EXERCISE AIM: Find every line below that contains the word "pair" and copy each one out.

[Dataset rows on where objects appear]

● ● ● ● ●

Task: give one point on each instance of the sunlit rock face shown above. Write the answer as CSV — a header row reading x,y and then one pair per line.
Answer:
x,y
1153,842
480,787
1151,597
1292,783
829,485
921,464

● ● ● ● ●

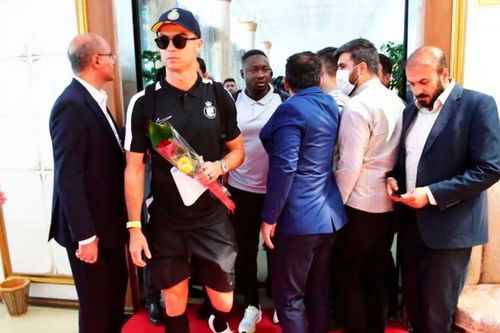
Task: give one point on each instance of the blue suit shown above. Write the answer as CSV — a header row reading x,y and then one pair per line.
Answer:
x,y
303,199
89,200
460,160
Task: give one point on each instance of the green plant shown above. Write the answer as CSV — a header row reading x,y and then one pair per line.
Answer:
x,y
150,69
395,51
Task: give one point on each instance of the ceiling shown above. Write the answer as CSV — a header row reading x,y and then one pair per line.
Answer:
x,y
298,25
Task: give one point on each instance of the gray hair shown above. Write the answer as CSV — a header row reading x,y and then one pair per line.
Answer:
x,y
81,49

● ● ● ● ●

FULL OUTPUT:
Task: give one point on each instance of the sunlit rock face shown above. Write the answer as CSV — a header row reading x,y and then one pair per line.
Task: give one point on each instance of the blue suit shown above. Write the answer as CSV — a header row reading x,y and then one pair per line.
Task: give one point on each instance of the green plant shown above. Write the answer as CSV — a header row reading x,y and then one pair per line.
Task: give one point on each instance of the ceiling shown above. Write the answer as CSV — a header row reading x,y and then one pair per line.
Task: give one point on each instance of the gray hair shown above. Write the answer as CSV — a header row reading x,y and then one pair per line.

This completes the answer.